Repeat all the records, precisely as given.

(DATASET RECORDS)

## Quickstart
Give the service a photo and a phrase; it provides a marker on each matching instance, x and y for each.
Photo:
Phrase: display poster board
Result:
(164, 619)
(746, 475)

(End DATASET RECORDS)

**SOLUTION TO THE EXERCISE**
## Quickstart
Give the service a photo and a phrase; it provides a marker on each matching instance, x and y for each.
Photo:
Phrase: display poster board
Result:
(164, 619)
(746, 475)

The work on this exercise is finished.